◆ **WORK TO COMPLETE**
Locate every line in the data below that contains the word "form", and copy each of those lines in full.

◆ **STORED ROWS**

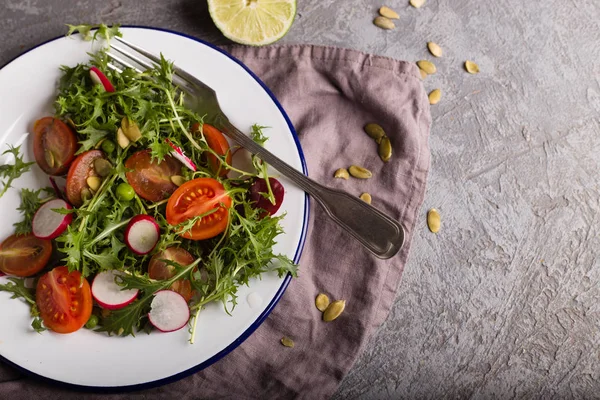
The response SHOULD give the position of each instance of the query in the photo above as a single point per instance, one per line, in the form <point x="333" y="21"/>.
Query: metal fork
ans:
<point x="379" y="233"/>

---

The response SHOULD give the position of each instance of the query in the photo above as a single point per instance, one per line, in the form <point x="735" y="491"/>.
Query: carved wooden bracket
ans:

◆ **SOLUTION TO THE PROBLEM**
The response SHOULD give the position of each instance of the query in the photo above as a single point per instance, one per line, in the form <point x="333" y="21"/>.
The response SHOULD give the position of each instance of the query in the photo above as a single point per instance, one per line, in the form <point x="735" y="491"/>.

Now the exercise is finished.